* THE PROBLEM: Set down each line of the material that follows exactly, and leave its pictures out.
+++++
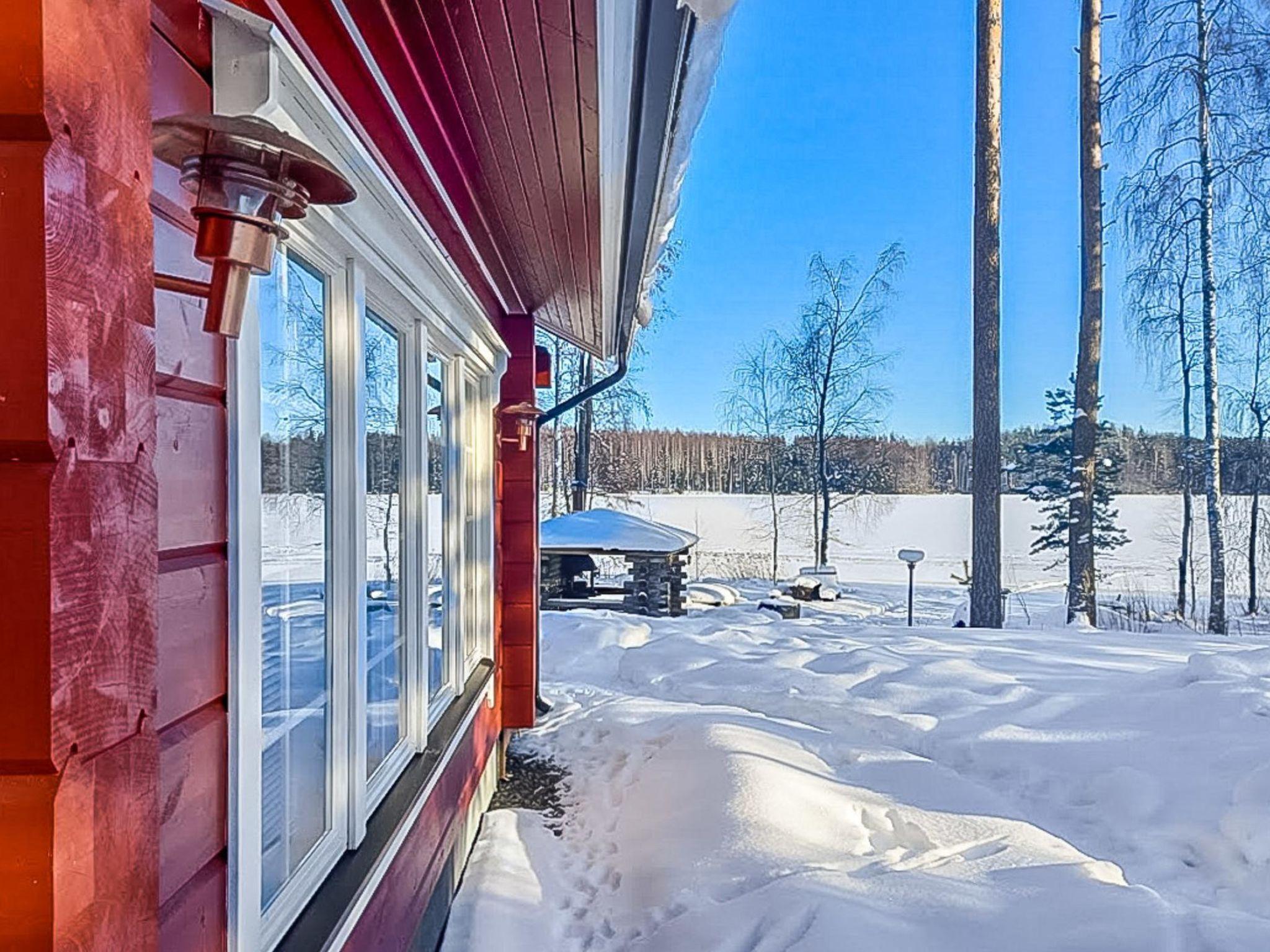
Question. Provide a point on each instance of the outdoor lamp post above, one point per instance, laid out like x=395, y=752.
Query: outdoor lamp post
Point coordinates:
x=912, y=557
x=248, y=175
+++++
* OUTPUT FOR THIS EXERCISE:
Question. Provide a point on each instance of the outdoor lamp post above, one point per instance, laid out like x=395, y=752.
Query: outdoor lamp post
Point coordinates:
x=912, y=557
x=248, y=175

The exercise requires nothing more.